*Directive*.
Identify each line of the listing below that contains the word "light", and copy those lines. Case counts.

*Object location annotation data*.
..............................

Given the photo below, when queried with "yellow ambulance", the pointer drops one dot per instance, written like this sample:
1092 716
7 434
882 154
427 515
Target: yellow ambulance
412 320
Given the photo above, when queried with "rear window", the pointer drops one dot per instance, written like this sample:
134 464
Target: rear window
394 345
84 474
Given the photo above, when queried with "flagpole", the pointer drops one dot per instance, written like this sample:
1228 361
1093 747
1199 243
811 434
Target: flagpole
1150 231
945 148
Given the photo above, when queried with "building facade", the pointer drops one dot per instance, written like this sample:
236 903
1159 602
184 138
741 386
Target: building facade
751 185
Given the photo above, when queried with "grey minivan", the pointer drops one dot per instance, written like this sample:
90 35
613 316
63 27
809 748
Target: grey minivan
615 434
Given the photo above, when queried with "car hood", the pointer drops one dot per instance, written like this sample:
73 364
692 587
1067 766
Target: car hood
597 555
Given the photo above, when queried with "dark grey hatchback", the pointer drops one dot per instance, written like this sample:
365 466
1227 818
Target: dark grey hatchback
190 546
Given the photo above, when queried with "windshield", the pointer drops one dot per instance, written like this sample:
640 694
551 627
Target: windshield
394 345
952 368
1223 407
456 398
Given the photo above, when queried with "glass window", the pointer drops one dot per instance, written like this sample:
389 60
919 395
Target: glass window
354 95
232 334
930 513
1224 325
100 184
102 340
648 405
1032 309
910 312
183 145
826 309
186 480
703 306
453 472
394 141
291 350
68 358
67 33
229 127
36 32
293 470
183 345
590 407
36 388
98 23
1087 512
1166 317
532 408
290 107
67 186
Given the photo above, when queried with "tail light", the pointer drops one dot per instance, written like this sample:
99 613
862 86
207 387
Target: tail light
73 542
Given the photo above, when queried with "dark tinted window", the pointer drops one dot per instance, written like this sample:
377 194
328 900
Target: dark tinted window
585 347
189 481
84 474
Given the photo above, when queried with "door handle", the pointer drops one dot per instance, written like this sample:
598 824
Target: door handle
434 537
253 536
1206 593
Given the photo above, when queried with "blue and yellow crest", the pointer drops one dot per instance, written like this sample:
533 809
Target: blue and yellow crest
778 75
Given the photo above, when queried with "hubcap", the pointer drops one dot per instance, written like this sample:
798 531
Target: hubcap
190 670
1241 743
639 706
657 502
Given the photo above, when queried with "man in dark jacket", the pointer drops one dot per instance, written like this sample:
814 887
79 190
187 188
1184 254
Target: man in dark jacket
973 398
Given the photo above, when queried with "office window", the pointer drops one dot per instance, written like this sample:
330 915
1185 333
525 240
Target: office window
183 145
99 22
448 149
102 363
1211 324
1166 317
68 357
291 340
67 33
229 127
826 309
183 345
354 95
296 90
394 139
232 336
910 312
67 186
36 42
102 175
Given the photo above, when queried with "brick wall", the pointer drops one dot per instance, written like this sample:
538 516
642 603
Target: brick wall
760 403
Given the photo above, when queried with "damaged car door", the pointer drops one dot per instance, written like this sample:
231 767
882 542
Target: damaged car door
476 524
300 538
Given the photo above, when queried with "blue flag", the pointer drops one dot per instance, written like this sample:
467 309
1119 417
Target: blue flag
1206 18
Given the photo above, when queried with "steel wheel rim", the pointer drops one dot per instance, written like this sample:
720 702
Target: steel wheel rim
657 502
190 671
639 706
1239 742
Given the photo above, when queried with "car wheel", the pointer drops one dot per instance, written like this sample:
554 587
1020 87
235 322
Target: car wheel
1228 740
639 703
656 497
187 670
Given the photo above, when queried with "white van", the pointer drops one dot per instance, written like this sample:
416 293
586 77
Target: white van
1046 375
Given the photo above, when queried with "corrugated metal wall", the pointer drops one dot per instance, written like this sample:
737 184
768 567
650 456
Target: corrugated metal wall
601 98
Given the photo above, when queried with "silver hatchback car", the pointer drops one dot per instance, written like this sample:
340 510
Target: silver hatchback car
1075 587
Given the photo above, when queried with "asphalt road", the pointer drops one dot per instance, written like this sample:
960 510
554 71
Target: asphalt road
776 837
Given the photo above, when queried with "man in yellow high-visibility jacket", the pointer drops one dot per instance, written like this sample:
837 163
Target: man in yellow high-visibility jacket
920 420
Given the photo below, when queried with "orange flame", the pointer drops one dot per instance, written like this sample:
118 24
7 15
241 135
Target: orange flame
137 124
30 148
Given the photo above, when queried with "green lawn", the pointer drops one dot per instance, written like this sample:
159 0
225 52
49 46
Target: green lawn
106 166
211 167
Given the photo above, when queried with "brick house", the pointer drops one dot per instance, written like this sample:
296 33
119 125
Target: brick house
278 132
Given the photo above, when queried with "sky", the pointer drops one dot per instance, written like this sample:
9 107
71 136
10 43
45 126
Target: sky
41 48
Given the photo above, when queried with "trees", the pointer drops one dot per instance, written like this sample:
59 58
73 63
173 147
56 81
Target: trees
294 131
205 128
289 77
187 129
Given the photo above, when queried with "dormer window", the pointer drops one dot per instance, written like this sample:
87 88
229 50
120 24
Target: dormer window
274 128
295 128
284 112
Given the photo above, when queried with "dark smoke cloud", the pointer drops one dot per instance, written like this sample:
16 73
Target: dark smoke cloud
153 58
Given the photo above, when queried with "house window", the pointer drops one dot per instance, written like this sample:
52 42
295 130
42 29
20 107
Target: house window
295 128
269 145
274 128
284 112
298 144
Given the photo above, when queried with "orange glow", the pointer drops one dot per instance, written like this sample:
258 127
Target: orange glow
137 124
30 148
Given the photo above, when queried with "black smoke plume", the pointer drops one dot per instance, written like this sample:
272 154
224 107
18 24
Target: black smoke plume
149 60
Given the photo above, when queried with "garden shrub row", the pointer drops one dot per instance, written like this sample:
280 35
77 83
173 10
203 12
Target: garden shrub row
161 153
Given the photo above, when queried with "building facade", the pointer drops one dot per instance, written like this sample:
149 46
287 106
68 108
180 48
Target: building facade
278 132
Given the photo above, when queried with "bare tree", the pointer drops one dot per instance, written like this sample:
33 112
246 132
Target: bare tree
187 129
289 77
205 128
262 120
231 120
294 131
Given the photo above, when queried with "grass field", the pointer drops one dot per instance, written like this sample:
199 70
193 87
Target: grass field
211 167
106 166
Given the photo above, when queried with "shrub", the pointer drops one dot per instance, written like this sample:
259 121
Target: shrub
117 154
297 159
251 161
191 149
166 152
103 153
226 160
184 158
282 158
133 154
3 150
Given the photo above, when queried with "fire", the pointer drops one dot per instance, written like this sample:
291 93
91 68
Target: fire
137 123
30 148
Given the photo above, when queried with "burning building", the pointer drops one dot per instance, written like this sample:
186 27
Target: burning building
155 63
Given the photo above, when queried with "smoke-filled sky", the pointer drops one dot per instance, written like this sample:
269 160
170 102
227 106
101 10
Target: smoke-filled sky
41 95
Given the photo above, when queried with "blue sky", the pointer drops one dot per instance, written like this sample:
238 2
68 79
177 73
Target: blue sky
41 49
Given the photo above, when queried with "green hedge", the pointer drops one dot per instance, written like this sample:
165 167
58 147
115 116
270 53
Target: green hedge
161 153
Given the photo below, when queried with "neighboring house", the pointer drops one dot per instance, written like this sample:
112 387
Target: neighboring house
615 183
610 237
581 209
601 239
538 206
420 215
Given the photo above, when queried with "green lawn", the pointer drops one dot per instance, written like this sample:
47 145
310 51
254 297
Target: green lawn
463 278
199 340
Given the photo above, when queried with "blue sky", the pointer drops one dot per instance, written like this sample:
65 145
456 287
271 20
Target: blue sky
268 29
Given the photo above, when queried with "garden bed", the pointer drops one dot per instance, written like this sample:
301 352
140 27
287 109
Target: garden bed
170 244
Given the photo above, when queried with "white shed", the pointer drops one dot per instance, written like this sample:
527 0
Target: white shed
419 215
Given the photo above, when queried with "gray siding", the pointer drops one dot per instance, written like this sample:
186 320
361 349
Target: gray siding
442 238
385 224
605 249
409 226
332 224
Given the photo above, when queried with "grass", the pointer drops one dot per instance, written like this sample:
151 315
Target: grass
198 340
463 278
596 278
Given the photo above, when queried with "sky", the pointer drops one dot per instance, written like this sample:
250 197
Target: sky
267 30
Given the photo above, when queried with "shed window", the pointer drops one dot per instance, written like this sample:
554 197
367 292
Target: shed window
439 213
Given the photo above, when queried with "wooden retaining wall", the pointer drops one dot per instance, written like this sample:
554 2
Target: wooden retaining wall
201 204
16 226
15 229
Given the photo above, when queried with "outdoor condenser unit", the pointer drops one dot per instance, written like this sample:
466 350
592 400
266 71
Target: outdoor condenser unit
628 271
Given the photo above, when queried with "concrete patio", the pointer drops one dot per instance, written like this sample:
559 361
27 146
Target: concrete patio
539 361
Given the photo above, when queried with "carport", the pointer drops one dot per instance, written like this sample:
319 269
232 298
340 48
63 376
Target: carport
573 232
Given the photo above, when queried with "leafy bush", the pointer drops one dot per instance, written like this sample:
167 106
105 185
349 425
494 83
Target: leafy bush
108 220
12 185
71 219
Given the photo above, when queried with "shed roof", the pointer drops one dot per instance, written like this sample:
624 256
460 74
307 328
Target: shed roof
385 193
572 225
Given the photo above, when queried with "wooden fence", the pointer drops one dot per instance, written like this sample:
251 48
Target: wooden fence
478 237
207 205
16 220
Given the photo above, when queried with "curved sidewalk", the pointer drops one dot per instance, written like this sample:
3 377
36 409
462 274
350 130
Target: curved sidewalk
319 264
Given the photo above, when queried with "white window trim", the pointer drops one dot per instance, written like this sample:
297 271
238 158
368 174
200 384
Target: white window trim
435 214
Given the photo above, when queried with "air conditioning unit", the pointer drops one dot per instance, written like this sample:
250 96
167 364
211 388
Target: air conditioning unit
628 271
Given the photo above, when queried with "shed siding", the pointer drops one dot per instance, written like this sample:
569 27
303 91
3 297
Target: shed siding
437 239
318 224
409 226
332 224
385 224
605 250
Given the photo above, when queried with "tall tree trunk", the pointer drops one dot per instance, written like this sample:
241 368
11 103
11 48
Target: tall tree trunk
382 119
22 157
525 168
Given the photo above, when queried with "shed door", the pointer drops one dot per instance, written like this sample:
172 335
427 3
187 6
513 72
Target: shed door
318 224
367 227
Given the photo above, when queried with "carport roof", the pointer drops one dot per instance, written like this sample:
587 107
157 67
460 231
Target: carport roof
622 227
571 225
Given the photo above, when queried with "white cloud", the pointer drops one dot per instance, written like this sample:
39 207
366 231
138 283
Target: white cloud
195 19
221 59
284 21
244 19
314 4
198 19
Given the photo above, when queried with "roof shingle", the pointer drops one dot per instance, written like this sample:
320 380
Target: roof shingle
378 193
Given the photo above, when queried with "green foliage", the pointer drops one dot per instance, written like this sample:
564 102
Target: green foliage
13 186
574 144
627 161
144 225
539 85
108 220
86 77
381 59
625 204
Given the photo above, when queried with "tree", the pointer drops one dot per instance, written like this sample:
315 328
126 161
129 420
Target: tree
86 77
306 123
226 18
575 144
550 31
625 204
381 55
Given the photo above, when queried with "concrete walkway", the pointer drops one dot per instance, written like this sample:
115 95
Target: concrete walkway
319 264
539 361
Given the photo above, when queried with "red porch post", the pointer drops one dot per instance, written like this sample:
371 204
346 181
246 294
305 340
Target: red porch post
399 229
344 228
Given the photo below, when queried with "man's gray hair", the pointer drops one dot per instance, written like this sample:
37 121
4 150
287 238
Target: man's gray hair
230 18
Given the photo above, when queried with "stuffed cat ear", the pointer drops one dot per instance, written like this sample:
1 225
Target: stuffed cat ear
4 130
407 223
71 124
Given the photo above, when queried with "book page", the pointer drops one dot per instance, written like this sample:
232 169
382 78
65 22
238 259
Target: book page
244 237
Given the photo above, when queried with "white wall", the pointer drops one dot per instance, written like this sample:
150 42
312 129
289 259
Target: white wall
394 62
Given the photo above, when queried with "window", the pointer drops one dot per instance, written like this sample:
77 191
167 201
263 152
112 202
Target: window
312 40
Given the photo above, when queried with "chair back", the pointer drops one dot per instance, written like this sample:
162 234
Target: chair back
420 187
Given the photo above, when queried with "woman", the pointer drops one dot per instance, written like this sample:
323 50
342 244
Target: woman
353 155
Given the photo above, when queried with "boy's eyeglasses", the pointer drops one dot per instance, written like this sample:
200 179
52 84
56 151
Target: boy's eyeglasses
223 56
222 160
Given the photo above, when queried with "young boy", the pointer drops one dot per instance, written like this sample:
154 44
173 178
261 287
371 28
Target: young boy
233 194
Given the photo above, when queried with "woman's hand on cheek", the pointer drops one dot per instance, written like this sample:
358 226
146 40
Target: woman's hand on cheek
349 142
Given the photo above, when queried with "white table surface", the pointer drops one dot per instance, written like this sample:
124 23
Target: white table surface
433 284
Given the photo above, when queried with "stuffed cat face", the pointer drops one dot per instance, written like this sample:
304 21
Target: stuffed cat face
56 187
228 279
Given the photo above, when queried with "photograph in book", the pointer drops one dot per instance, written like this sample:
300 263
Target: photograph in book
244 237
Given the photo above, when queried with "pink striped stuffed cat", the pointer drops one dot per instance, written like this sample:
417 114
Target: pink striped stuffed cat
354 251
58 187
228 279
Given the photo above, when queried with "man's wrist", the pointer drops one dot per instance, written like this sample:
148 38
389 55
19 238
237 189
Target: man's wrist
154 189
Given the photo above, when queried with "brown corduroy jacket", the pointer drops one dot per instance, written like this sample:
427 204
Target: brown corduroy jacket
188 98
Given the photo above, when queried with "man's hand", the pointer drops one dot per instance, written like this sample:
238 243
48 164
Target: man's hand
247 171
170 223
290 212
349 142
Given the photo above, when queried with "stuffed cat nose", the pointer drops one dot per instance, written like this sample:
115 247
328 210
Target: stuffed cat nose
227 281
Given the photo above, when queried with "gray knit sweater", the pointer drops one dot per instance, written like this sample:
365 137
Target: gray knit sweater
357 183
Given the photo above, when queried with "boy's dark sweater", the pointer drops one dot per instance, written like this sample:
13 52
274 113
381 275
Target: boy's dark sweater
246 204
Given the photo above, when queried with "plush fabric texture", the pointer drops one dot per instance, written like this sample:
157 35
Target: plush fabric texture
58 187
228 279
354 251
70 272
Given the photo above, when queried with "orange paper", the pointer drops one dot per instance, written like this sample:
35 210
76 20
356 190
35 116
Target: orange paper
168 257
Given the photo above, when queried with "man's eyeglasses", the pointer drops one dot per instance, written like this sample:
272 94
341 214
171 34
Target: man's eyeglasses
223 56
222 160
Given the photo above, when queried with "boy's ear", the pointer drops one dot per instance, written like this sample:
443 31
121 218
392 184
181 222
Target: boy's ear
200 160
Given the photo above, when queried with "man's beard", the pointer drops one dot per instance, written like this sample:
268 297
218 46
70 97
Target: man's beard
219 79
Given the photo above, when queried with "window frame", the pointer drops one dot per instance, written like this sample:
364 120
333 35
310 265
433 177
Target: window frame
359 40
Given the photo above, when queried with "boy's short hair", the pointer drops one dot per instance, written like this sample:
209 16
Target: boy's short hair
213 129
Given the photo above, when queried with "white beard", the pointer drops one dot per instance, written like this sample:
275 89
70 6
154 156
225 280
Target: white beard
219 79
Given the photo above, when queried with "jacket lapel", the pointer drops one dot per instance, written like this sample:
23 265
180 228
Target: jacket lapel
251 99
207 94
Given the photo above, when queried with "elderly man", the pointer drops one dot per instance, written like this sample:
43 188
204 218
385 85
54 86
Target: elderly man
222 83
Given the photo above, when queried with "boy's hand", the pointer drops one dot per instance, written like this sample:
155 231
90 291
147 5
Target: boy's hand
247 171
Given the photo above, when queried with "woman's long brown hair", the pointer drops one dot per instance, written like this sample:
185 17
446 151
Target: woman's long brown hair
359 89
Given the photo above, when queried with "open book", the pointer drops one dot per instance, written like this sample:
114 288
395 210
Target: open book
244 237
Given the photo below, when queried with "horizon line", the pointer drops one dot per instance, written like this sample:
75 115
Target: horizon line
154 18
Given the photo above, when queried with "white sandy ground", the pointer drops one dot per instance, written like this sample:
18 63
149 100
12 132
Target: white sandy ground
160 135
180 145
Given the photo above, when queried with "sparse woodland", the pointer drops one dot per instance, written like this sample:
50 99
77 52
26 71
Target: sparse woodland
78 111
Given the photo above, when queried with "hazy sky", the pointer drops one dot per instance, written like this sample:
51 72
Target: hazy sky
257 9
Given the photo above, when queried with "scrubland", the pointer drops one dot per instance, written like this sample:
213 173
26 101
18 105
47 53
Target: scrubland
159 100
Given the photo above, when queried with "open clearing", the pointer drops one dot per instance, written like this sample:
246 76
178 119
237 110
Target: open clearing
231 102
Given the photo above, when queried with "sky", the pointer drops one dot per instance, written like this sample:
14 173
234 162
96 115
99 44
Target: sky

..............................

*Complete output*.
Given the photo above, when queried with "tail light", the pointer drops one dot per instance, written like this sample:
Target: tail light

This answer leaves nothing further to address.